• WORK REQUEST:
Nothing in the entries may differ when you return them.

BEGIN TASK MATERIAL

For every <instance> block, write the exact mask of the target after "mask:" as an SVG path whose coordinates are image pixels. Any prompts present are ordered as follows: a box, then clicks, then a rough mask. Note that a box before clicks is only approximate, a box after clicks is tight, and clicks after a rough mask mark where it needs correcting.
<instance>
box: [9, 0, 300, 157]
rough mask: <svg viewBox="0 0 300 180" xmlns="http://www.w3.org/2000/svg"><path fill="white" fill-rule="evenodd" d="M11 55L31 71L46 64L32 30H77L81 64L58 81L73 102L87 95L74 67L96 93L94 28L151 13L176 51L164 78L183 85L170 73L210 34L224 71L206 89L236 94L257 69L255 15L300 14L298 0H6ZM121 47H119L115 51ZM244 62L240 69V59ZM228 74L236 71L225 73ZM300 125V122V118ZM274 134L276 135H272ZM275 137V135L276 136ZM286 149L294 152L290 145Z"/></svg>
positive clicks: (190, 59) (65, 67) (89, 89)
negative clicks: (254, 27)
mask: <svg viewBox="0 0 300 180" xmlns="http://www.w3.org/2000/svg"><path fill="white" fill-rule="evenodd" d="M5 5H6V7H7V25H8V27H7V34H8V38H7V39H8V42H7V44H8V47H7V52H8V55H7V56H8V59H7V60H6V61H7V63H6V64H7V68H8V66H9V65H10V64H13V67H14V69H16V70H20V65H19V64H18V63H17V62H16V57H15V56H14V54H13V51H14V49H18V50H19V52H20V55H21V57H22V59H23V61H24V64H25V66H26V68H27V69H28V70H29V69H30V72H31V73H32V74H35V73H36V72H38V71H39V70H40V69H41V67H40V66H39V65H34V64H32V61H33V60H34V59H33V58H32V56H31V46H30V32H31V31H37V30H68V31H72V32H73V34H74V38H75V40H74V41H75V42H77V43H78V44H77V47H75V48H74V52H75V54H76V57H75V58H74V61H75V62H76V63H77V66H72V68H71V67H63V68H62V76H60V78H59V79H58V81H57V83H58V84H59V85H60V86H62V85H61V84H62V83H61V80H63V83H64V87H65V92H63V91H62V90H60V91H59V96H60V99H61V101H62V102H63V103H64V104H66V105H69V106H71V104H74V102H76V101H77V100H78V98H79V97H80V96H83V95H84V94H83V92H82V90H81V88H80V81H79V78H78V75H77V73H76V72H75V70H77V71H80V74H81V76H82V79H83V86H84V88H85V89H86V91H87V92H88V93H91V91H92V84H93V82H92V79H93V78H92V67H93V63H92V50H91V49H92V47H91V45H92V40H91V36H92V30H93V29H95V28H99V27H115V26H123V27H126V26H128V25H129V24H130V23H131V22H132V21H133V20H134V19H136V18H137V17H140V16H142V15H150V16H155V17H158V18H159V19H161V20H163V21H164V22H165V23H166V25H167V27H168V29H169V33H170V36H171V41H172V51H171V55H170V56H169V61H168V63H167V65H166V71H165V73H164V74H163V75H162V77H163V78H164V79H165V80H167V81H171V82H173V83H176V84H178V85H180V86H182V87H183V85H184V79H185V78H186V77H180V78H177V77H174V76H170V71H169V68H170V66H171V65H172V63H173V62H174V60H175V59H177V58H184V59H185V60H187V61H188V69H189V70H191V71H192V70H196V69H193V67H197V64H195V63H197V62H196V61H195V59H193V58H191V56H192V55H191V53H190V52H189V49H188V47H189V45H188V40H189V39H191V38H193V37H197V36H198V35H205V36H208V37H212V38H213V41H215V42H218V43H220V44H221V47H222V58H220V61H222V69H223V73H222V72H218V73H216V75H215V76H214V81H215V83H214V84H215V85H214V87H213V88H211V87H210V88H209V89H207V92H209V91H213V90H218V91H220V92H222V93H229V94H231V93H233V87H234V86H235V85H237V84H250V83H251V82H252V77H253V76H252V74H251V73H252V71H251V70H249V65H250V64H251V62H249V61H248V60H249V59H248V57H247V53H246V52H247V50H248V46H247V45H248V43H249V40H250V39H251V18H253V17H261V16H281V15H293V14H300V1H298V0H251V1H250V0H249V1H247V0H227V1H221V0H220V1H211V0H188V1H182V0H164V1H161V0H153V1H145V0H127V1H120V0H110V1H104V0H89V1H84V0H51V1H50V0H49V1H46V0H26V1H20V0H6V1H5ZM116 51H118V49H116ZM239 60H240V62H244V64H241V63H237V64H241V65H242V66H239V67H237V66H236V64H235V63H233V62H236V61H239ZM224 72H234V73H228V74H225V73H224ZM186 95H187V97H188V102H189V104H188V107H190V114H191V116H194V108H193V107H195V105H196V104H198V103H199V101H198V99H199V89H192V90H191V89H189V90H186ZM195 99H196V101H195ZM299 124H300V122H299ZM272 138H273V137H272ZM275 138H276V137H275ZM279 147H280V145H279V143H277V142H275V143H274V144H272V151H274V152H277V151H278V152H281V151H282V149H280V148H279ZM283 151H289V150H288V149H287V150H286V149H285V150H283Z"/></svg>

END TASK MATERIAL

• REPLY TO THE TASK:
For every <instance> block, write the exact mask of the target after "mask:" as an SVG path whose coordinates are image pixels. Any prompts present are ordered as follows: a box, then clicks, then a rough mask. Note that a box before clicks is only approximate, a box after clicks is tight, and clicks after a rough mask mark where it needs correcting.
<instance>
box: [9, 0, 300, 157]
rough mask: <svg viewBox="0 0 300 180" xmlns="http://www.w3.org/2000/svg"><path fill="white" fill-rule="evenodd" d="M11 55L31 71L46 64L32 30H77L81 64L58 81L73 102L87 95L74 67L96 93L94 28L151 13L176 51L164 78L183 85L170 73L210 34L224 71L206 89L236 94L257 69L255 15L300 14L298 0H6ZM121 47H119L115 51ZM244 62L240 69V59ZM228 74L236 71L225 73ZM300 125V122V118ZM274 134L276 135H272ZM275 137V135L276 136ZM286 149L294 152L290 145Z"/></svg>
positive clicks: (190, 59) (65, 67) (89, 89)
negative clicks: (254, 27)
mask: <svg viewBox="0 0 300 180" xmlns="http://www.w3.org/2000/svg"><path fill="white" fill-rule="evenodd" d="M5 5H6V7H7V25H8V27H7V34H8V38H7V39H8V42H7V44H8V47H7V52H8V55H7V56H8V59H7V60H6V61H7V63H6V64H7V68H8V66H9V65H10V64H13V67H14V69H16V70H20V65H19V64H18V63H17V62H16V57H15V56H14V54H13V51H14V49H18V50H19V52H20V55H21V57H22V59H23V61H24V64H25V66H26V68H27V69H28V70H29V69H30V72H31V73H32V74H35V73H36V72H38V71H39V70H40V69H41V67H40V66H39V65H34V64H32V61H33V60H34V59H33V58H32V56H31V46H30V32H31V31H37V30H68V31H72V32H73V34H74V38H75V40H74V41H75V42H77V43H78V44H77V47H75V48H74V52H75V54H76V57H75V58H74V61H75V62H76V63H77V66H72V68H71V67H63V68H62V76H60V78H59V79H58V81H57V83H58V84H59V85H60V86H62V85H61V84H62V83H61V80H63V83H64V87H65V92H63V91H62V90H60V91H59V96H60V99H61V101H62V102H63V103H64V104H66V105H69V106H71V104H74V102H76V101H77V100H78V98H79V97H80V96H83V95H84V94H83V92H82V90H81V88H80V81H79V78H78V75H77V73H76V72H75V70H77V71H80V74H81V76H82V79H83V86H84V88H85V89H86V91H87V92H88V93H91V91H92V84H93V82H92V79H93V78H92V67H93V63H92V50H91V49H92V47H91V45H92V40H91V36H92V30H93V29H95V28H99V27H115V26H123V27H126V26H128V25H129V24H130V23H131V22H132V21H133V20H134V19H136V18H137V17H140V16H142V15H150V16H155V17H158V18H159V19H161V20H163V21H164V22H165V23H166V25H167V27H168V29H169V33H170V36H171V41H172V51H171V55H170V56H169V61H168V63H167V65H166V71H165V73H164V74H163V75H162V77H163V78H164V79H165V80H167V81H171V82H173V83H176V84H178V85H180V86H182V87H183V85H184V79H185V78H186V77H180V78H177V77H174V76H170V71H169V68H170V66H171V65H172V63H173V62H174V60H175V59H177V58H184V59H185V60H187V61H188V69H189V70H191V71H192V70H196V69H193V67H197V64H195V63H197V62H196V61H195V59H193V58H191V56H192V55H191V53H190V52H189V49H188V47H189V45H188V40H189V39H191V38H193V37H197V36H198V35H205V36H208V37H212V38H213V41H215V42H218V43H220V44H221V47H222V58H220V61H222V69H223V73H222V72H218V73H216V75H215V76H214V81H215V83H214V84H215V85H214V87H213V88H211V87H210V88H209V89H207V92H209V91H213V90H218V91H220V92H222V93H229V94H231V93H233V87H234V86H235V85H237V84H250V83H251V82H252V77H253V76H252V74H251V73H252V71H251V70H249V65H250V64H251V62H249V61H248V60H249V59H248V57H247V53H246V52H247V50H248V46H247V45H248V43H249V40H250V39H251V18H253V17H261V16H281V15H293V14H300V1H298V0H251V1H250V0H249V1H247V0H227V1H221V0H220V1H211V0H188V1H182V0H164V1H161V0H153V1H145V0H127V1H120V0H110V1H104V0H89V1H84V0H51V1H50V0H49V1H46V0H26V1H20V0H6V1H5ZM116 51H118V49H116ZM239 60H240V62H244V64H241V63H237V64H241V65H242V66H239V67H237V66H236V64H235V63H233V62H236V61H239ZM224 72H234V73H228V74H225V73H224ZM186 95H187V97H188V102H189V104H188V107H190V114H191V116H194V108H193V107H195V105H196V104H198V103H199V101H198V99H199V89H192V90H191V89H189V90H186ZM195 99H196V101H195ZM299 124H300V122H299ZM272 138H273V137H272ZM275 138H276V137H275ZM279 147H280V145H279V143H277V142H275V143H274V144H272V151H274V152H277V151H278V152H281V151H282V149H280V148H279ZM283 151H289V150H288V149H287V150H286V149H285V150H283Z"/></svg>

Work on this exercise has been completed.